Please pull out the full text on Jean Piaget below and reproduce it word for word.

**Text section**

● ● ● ● ● ● ●

Jean Piaget was a Swiss psychologist and genetic epistemologist. He is most famously known for his theory of cognitive development that looked at how children develop intellectually throughout the course of childhood. Prior to Piaget’s theory, children were often thought of simply as mini-adults. Instead, Piaget suggested that the way children think is fundamentally different from the way that adults think.
His theory had a tremendous influence on emergence of developmental psychology as a distinctive subfield within psychology and contributed greatly to the field of education. He is also credited as a pioneer of the constructivist theory, which suggests that people actively construct their knowledge of the world based on the interactions between their ideas and their experiences.
Piaget was ranked as the second most influential psychologist of the twentieth-century in one 2002 survey.
Piaget’s Life in a Nutshell
- Jean Piaget was born to Arthur Piaget and Rebecca Jackson in Switzerland.
- 1925 : psychology, sociology and history of science at Neuchâtel from 1925 to 1929.
- 1927 : Piaget’s second child is born.
- 1929 : The International Bureau of Education from 1929 to 1967.
- 1929 : Chairman of history of scientific thinking at Geneva from 1929 to 1939.
- 1938 : Chairman of Psychology and Sociology at Lausanne from 1938 to 1951.
- 1939 : Chairman of Sociology at Geneva from 1939 to 1952.
- 1940 : Chairman of Genetic and Experimental Psychology from 1940 to 1971.

● ● ● ● ● ● ●

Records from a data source
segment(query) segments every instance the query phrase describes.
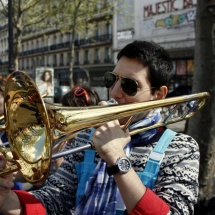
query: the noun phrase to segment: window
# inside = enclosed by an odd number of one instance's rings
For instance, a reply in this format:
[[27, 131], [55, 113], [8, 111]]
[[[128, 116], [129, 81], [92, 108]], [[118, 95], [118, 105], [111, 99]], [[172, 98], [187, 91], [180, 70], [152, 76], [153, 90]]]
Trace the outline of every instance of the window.
[[57, 66], [57, 56], [53, 55], [53, 66]]
[[69, 53], [67, 53], [67, 66], [69, 66], [69, 64], [70, 64], [70, 60], [71, 59], [71, 54], [70, 54], [70, 52]]
[[31, 49], [32, 50], [34, 49], [34, 42], [33, 41], [31, 42]]
[[37, 40], [36, 48], [37, 48], [37, 49], [39, 48], [39, 41], [38, 41], [38, 40]]
[[63, 66], [63, 54], [60, 54], [60, 66]]

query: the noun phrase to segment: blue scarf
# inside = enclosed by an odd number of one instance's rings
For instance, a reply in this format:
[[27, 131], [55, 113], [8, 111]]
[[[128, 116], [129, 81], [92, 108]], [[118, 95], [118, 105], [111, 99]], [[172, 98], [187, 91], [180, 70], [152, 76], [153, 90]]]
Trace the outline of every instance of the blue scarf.
[[[161, 120], [160, 111], [156, 110], [146, 118], [132, 124], [129, 130], [153, 125]], [[144, 131], [131, 139], [127, 148], [131, 145], [143, 143], [150, 140], [158, 129]], [[116, 213], [116, 191], [117, 186], [113, 176], [106, 173], [107, 163], [100, 159], [93, 171], [86, 192], [78, 204], [75, 215], [113, 215]]]

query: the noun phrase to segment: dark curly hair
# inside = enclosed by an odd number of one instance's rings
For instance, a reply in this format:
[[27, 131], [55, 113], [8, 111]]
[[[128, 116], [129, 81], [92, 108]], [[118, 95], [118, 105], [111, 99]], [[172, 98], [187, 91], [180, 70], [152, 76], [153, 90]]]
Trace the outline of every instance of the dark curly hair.
[[161, 86], [168, 86], [172, 78], [173, 64], [168, 52], [154, 42], [134, 41], [126, 45], [117, 55], [138, 60], [143, 66], [148, 67], [148, 78], [151, 83], [152, 93]]

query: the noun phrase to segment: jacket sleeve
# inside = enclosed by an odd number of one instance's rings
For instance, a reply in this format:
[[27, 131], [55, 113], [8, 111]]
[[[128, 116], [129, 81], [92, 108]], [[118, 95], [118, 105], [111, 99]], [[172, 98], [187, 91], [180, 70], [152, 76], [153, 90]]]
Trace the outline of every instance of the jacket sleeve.
[[43, 204], [24, 190], [14, 190], [23, 209], [23, 215], [46, 215]]
[[170, 214], [193, 214], [199, 187], [198, 144], [177, 134], [165, 154], [153, 191], [170, 205]]
[[170, 207], [150, 189], [129, 215], [167, 215]]

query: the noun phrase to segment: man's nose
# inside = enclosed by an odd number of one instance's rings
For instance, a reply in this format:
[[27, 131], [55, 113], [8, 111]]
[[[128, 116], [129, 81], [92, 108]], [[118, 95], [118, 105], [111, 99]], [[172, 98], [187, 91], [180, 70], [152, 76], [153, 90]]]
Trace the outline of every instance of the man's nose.
[[122, 95], [121, 80], [118, 79], [110, 90], [110, 96], [113, 98], [120, 97]]

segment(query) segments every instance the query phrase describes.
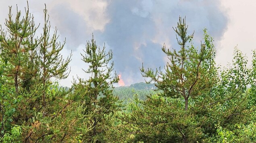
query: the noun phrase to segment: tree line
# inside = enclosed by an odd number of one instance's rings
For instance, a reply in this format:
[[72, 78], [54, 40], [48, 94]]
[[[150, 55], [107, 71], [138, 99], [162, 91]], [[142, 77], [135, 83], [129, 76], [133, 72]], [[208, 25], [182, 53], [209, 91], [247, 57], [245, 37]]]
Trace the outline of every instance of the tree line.
[[135, 94], [122, 103], [119, 97], [124, 99], [124, 93], [113, 92], [119, 79], [111, 50], [99, 47], [93, 36], [81, 53], [89, 64], [83, 69], [91, 76], [78, 77], [68, 90], [60, 88], [54, 79], [69, 75], [72, 53], [67, 58], [60, 54], [65, 41], [58, 41], [56, 28], [50, 31], [46, 6], [42, 28], [35, 23], [28, 4], [23, 16], [18, 8], [14, 16], [9, 8], [5, 28], [0, 29], [1, 142], [256, 140], [256, 50], [248, 67], [235, 48], [233, 66], [222, 70], [216, 65], [213, 40], [207, 30], [196, 47], [185, 19], [180, 17], [173, 28], [179, 48], [164, 44], [162, 50], [169, 59], [164, 68], [140, 68], [156, 91], [143, 99]]

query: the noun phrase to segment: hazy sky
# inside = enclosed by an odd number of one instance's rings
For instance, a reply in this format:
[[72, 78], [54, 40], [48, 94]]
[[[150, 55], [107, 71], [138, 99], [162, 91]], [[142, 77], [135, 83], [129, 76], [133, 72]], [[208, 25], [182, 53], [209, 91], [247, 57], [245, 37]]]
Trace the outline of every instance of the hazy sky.
[[[81, 68], [86, 69], [87, 65], [81, 60], [80, 53], [93, 32], [100, 47], [105, 43], [107, 50], [112, 50], [114, 70], [126, 85], [144, 81], [139, 69], [142, 62], [146, 68], [165, 65], [167, 58], [161, 50], [164, 43], [167, 48], [179, 48], [172, 27], [179, 16], [186, 16], [189, 33], [194, 30], [196, 46], [207, 28], [215, 40], [218, 64], [231, 62], [237, 45], [249, 61], [256, 48], [256, 2], [253, 0], [30, 0], [29, 10], [37, 23], [43, 21], [45, 3], [52, 27], [58, 29], [59, 40], [66, 38], [62, 54], [67, 56], [72, 51], [71, 74], [60, 81], [64, 86], [70, 86], [77, 75], [87, 77]], [[15, 13], [16, 4], [24, 12], [26, 0], [1, 2], [1, 25], [7, 17], [8, 6], [12, 6]]]

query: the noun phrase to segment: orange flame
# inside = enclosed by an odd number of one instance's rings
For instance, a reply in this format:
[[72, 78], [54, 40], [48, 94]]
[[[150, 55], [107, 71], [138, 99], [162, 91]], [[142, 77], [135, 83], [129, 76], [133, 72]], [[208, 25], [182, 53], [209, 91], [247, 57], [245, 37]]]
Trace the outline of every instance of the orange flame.
[[125, 82], [124, 82], [123, 80], [122, 79], [121, 74], [118, 75], [118, 78], [119, 78], [119, 81], [118, 82], [118, 84], [119, 86], [123, 87], [125, 85]]

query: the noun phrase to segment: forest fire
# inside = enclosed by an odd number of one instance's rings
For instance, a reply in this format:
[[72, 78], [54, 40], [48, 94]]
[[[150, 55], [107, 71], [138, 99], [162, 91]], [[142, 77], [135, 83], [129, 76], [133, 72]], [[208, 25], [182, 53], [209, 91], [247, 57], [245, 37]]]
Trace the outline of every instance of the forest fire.
[[124, 82], [123, 80], [122, 79], [122, 76], [121, 74], [118, 75], [118, 78], [119, 78], [119, 81], [118, 82], [118, 85], [119, 86], [123, 87], [125, 85], [125, 82]]

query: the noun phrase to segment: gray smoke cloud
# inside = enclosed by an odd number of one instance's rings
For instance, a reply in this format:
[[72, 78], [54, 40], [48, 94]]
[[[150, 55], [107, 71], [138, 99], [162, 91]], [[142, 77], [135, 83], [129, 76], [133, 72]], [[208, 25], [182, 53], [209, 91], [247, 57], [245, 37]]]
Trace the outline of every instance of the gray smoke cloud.
[[142, 62], [145, 67], [164, 66], [161, 50], [164, 42], [167, 47], [179, 48], [172, 27], [177, 25], [179, 16], [186, 16], [189, 33], [195, 30], [196, 44], [202, 39], [204, 28], [217, 40], [227, 24], [219, 0], [110, 2], [106, 12], [111, 21], [103, 34], [114, 51], [116, 70], [128, 84], [143, 80], [139, 68]]
[[[2, 25], [8, 6], [16, 8], [17, 4], [22, 11], [26, 3], [10, 1], [0, 6]], [[67, 56], [72, 50], [71, 74], [60, 82], [67, 86], [71, 85], [73, 76], [87, 77], [81, 68], [88, 65], [81, 60], [80, 52], [92, 33], [100, 47], [105, 43], [107, 50], [112, 50], [114, 70], [129, 85], [144, 81], [139, 68], [142, 62], [145, 68], [154, 68], [165, 64], [167, 58], [161, 50], [164, 43], [167, 48], [179, 48], [172, 27], [177, 25], [179, 16], [186, 16], [188, 33], [195, 31], [194, 42], [198, 46], [205, 27], [218, 42], [228, 22], [220, 0], [29, 0], [30, 12], [39, 22], [43, 21], [44, 3], [53, 30], [55, 26], [58, 29], [59, 40], [66, 38], [62, 54]]]

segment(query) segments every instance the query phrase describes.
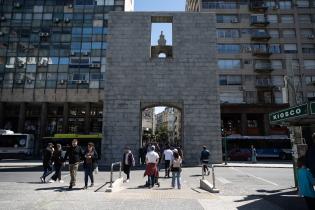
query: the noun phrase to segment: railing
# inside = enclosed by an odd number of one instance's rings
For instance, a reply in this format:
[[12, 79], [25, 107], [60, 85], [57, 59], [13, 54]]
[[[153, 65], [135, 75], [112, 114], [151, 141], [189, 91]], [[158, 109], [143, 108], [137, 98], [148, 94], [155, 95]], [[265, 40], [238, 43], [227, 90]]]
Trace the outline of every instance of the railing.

● ● ● ● ● ● ●

**Result**
Jean Piaget was a Swiss psychologist and genetic epistemologist. He is most famously known for his theory of cognitive development that looked at how children develop intellectually throughout the course of childhood. Prior to Piaget’s theory, children were often thought of simply as mini-adults. Instead, Piaget suggested that the way children think is fundamentally different from the way that adults think.
His theory had a tremendous influence on emergence of developmental psychology as a distinctive subfield within psychology and contributed greatly to the field of education. He is also credited as a pioneer of the constructivist theory, which suggests that people actively construct their knowledge of the world based on the interactions between their ideas and their experiences.
Piaget was ranked as the second most influential psychologist of the twentieth-century in one 2002 survey.
Piaget’s Life in a Nutshell
- Jean Piaget was born to Arthur Piaget and Rebecca Jackson in Switzerland.
- 1925 : psychology, sociology and history of science at Neuchâtel from 1925 to 1929.
- 1927 : Piaget’s second child is born.
- 1929 : The International Bureau of Education from 1929 to 1967.
- 1929 : Chairman of history of scientific thinking at Geneva from 1929 to 1939.
- 1938 : Chairman of Psychology and Sociology at Lausanne from 1938 to 1951.
- 1939 : Chairman of Sociology at Geneva from 1939 to 1952.
- 1940 : Chairman of Genetic and Experimental Psychology from 1940 to 1971.